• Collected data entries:
- - -
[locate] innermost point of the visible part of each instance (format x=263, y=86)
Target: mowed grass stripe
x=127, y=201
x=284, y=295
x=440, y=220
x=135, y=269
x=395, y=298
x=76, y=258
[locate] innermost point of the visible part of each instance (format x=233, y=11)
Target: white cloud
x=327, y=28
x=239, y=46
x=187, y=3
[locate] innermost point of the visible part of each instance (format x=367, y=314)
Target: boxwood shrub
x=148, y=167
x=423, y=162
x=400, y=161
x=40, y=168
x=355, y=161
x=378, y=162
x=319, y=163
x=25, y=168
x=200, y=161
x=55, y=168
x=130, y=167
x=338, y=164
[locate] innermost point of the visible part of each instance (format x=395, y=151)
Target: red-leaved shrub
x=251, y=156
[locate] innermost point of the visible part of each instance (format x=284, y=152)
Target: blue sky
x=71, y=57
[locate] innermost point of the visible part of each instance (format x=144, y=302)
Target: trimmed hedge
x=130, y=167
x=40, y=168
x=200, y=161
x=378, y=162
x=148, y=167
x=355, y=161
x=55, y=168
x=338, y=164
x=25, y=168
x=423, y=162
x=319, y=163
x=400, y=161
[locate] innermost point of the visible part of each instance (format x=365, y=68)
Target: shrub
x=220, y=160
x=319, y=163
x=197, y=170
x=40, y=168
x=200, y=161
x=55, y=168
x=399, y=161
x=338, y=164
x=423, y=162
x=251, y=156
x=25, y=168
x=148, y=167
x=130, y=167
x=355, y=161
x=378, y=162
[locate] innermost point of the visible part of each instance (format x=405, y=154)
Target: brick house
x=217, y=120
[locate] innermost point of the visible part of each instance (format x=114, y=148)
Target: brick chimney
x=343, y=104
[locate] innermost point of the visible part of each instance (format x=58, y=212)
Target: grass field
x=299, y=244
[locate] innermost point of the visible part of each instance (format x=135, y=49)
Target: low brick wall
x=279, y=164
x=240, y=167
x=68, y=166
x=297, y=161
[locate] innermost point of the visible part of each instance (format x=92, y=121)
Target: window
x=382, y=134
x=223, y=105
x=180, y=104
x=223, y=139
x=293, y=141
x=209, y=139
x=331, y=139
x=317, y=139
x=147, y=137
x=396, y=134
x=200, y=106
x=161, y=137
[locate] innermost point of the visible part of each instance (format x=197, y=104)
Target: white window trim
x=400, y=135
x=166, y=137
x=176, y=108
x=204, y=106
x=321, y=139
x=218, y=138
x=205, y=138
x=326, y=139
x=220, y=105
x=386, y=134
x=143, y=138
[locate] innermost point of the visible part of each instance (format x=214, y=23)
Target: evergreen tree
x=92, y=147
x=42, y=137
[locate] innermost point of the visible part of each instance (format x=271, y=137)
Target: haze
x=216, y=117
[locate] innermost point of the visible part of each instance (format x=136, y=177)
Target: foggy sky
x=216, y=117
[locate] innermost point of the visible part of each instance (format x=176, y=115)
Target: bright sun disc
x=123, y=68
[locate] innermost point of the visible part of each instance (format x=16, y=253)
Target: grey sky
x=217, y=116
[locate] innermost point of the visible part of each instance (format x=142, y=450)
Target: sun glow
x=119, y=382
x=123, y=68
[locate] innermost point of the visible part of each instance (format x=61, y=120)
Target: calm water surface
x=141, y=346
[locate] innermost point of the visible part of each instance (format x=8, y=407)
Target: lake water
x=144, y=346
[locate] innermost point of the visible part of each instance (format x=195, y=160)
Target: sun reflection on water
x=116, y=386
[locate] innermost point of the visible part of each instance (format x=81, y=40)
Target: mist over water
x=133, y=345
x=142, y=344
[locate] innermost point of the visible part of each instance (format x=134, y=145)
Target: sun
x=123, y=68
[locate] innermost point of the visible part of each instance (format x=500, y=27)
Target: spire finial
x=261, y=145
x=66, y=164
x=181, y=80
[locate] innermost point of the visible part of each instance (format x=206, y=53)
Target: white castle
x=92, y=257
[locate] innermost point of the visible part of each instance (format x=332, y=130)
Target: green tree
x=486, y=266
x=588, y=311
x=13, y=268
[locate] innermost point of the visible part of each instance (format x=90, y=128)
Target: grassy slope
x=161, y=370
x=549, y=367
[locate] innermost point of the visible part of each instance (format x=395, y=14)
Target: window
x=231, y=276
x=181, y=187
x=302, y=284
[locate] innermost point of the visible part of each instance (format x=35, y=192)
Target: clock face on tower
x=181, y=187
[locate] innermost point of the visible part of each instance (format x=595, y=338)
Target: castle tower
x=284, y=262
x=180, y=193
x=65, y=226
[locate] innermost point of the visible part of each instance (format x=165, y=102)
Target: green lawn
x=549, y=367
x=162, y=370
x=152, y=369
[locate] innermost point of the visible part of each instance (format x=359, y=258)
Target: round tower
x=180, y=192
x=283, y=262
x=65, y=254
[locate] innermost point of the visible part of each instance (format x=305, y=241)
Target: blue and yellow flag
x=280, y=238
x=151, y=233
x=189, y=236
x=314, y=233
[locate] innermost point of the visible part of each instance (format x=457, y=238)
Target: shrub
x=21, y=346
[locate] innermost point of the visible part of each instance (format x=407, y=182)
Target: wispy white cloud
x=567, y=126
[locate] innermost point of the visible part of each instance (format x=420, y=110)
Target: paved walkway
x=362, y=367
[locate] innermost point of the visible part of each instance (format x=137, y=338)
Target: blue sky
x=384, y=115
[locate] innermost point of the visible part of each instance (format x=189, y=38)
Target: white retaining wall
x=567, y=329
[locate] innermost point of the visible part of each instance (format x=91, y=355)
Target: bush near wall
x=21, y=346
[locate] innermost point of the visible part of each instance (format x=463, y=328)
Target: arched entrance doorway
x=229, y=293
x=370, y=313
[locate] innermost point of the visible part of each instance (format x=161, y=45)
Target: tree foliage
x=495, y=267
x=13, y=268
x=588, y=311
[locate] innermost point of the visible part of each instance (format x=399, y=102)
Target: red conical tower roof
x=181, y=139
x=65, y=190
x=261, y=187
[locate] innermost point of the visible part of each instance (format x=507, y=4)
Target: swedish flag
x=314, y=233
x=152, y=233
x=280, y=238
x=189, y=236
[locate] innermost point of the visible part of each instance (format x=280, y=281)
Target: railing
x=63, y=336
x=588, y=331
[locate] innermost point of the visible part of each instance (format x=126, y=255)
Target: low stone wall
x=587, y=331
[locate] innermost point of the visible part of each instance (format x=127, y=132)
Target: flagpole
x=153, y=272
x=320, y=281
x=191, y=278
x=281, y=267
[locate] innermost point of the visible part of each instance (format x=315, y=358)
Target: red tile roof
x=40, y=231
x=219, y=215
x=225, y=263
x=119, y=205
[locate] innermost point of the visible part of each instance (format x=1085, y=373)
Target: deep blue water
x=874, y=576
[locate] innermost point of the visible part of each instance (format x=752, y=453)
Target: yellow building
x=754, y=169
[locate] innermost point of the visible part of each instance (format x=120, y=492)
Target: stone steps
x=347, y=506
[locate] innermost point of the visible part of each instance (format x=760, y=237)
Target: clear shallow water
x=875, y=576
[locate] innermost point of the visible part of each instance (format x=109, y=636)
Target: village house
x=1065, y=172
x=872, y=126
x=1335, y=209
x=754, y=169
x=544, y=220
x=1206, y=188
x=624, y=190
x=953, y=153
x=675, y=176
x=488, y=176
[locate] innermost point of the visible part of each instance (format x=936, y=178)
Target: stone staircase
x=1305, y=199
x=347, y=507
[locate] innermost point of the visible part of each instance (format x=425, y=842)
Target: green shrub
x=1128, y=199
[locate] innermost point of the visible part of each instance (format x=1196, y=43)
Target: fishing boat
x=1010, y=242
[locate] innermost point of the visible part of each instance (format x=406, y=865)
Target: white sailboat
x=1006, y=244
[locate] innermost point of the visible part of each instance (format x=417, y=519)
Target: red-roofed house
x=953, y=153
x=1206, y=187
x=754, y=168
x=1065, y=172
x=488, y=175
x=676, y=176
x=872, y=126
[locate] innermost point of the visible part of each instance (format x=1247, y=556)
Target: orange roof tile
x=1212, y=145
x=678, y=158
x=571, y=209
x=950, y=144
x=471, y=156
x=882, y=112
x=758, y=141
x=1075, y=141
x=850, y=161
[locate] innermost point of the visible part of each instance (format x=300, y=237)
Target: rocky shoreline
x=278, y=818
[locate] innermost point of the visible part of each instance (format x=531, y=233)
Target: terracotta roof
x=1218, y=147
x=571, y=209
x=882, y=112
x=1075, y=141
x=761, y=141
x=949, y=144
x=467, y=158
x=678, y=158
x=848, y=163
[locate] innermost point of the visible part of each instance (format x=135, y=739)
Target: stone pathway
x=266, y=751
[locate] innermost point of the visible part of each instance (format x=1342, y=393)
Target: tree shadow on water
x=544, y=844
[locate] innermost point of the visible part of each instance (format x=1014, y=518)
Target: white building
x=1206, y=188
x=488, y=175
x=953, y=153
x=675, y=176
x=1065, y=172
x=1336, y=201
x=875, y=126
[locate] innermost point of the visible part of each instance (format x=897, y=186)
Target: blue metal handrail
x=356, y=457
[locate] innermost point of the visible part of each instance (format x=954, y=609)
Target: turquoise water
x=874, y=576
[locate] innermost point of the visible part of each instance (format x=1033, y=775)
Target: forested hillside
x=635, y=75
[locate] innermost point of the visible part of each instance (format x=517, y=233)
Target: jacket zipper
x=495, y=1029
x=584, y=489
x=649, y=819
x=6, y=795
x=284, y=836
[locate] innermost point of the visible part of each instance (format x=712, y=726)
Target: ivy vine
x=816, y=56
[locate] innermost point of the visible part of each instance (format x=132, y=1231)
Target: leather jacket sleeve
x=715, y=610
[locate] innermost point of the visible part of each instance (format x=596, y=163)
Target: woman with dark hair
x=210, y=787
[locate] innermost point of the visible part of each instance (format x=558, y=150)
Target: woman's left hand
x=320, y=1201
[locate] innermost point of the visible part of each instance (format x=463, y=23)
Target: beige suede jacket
- - -
• Task to complete: Here the output must be the lines above from the line with "Target: deep blue water" to the line with "(format x=936, y=178)", both included, duplicated word for word and nothing else.

• Response below:
Target: deep blue water
x=874, y=576
[locate] innermost point of the visible part of each instance (format x=752, y=453)
Target: yellow building
x=754, y=169
[locate] innermost point of the visible part of each instance (format x=120, y=492)
Target: stone steps
x=347, y=506
[locate] innermost point of the visible part of each instance (format x=760, y=237)
Target: clear shallow water
x=875, y=576
[locate] innermost point of the visible part of each instance (format x=109, y=636)
Target: village house
x=1065, y=172
x=872, y=126
x=1335, y=209
x=754, y=169
x=544, y=220
x=1206, y=188
x=624, y=190
x=953, y=153
x=675, y=176
x=488, y=176
[locate] innermost point of the visible part of each instance (format x=936, y=178)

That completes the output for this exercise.